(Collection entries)

━━━━━━

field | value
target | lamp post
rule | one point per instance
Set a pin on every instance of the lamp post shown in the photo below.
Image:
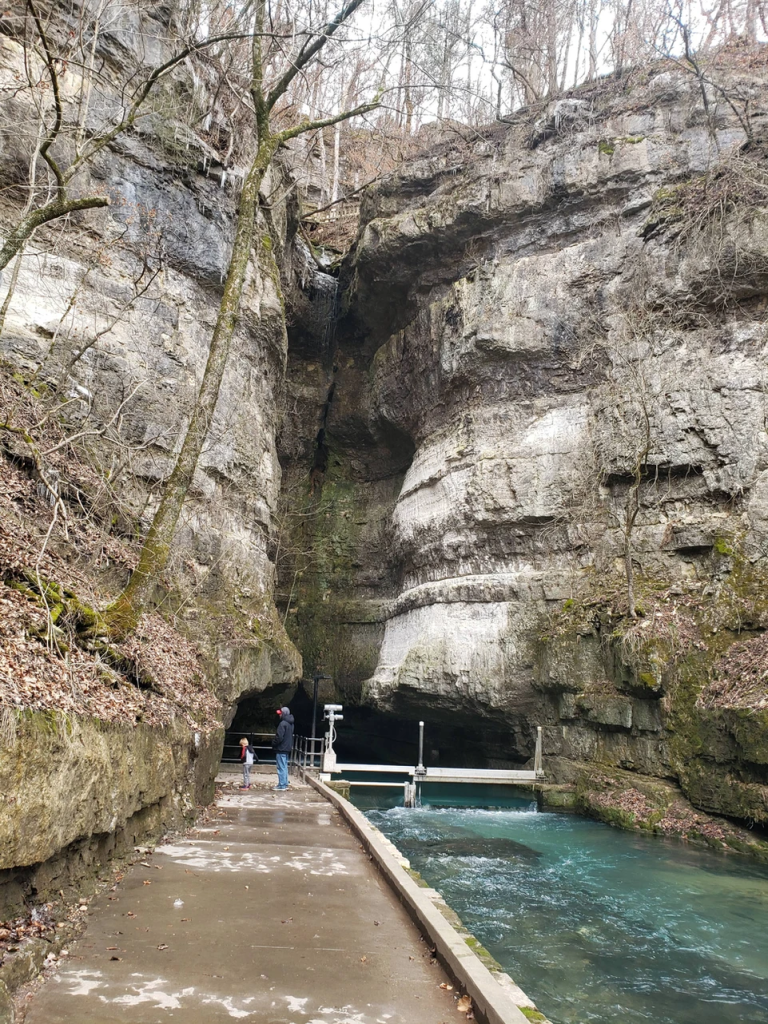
(316, 679)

━━━━━━

Reproduce the data above word for word, leaving the pictures out.

field | value
target | lamp post
rule | one point per instance
Set a pin on every instance of the lamp post shown in the photo below.
Image:
(316, 679)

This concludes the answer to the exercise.